Find the lines below in which the string "bride" occurs. Copy each one.

Segment Start: Supplied records

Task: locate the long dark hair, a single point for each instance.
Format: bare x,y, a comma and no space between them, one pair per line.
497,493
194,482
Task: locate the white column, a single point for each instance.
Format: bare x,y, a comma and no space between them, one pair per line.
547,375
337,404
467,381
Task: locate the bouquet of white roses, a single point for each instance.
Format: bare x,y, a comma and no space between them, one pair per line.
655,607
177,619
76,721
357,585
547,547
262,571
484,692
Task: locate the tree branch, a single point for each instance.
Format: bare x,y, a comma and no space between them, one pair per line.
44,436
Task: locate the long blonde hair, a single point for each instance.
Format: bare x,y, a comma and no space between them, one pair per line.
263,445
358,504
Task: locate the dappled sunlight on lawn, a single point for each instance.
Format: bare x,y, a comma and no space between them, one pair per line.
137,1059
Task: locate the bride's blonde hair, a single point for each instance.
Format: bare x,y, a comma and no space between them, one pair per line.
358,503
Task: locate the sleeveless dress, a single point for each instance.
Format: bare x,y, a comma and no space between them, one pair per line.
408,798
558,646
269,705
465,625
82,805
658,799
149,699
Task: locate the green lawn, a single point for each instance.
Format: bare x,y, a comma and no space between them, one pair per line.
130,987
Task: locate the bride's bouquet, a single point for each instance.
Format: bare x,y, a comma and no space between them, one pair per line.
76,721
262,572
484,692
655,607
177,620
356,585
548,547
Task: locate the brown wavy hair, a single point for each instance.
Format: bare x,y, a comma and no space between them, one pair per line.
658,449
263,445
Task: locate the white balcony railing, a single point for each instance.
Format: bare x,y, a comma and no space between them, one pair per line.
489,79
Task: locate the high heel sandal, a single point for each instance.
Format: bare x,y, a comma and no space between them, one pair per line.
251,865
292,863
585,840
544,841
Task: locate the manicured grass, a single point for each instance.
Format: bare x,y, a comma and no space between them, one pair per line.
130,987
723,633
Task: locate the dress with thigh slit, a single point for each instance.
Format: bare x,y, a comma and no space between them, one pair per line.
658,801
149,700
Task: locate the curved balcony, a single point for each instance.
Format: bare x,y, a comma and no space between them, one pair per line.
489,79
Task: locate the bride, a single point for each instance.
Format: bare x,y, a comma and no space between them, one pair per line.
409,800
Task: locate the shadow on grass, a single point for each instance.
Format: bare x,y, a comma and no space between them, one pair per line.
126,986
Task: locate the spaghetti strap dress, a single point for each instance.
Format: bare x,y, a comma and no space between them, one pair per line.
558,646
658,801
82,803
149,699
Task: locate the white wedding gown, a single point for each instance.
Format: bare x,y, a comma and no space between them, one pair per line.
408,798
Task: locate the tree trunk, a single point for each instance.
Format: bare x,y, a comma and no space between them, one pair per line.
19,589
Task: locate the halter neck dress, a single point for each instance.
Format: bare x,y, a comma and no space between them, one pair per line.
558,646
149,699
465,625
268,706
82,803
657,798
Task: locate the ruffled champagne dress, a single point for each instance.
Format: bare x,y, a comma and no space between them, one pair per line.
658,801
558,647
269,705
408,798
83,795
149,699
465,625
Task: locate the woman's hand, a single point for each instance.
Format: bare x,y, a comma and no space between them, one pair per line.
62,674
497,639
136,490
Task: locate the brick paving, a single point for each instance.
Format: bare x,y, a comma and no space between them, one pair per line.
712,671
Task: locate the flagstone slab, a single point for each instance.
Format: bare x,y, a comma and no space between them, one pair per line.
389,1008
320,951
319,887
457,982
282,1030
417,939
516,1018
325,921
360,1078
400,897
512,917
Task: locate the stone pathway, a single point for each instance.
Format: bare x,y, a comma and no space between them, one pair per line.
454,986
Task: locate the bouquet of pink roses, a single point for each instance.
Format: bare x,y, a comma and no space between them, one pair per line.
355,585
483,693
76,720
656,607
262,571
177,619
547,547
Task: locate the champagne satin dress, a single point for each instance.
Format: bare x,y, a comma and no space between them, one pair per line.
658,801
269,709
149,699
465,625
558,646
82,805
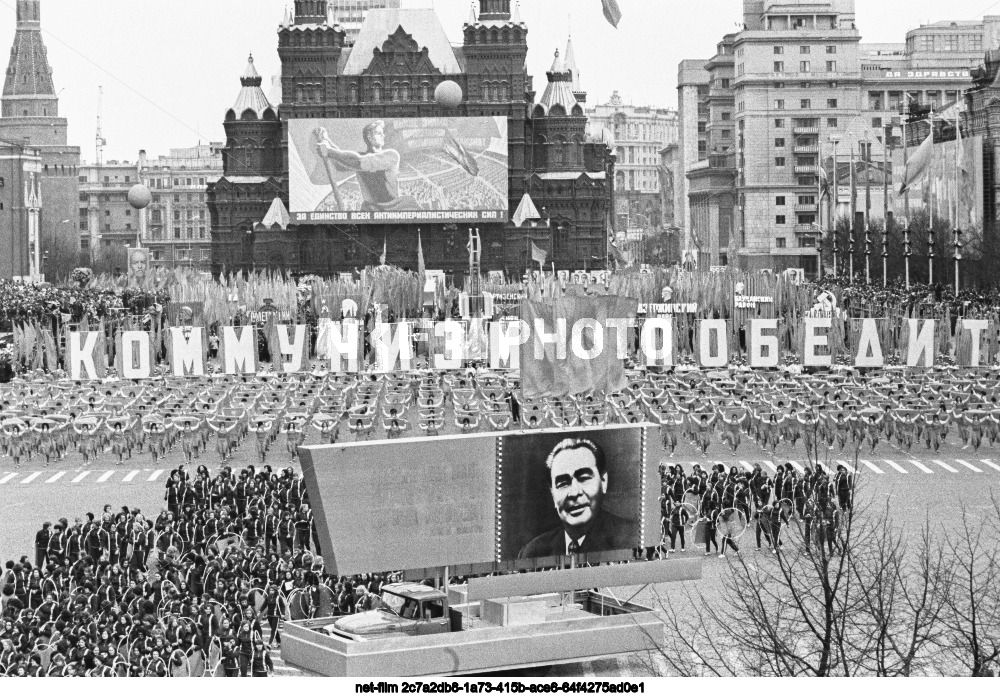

Segment End: Supplied records

Expected answer:
Task: locate the bride's blonde hair, a single point for each instance.
Task: locate the bride's bouquet, a single point for each instance.
Task: locate the bride, a single point for each instance.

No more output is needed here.